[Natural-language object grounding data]
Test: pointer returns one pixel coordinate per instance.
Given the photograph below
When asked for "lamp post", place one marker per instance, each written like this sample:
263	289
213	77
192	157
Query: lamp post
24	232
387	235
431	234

▶ _DIRECTIONS FOR THIS TASK_
Line by line, set the records above down again exactly.

▶ _YOUR SOLUTION_
Test: pointer returns one pixel coordinate per instance.
Given the photograph below
When asked for "lamp post", place one marker per instance, each written like this sample:
263	289
213	77
192	157
Query: lamp post
24	232
387	235
431	234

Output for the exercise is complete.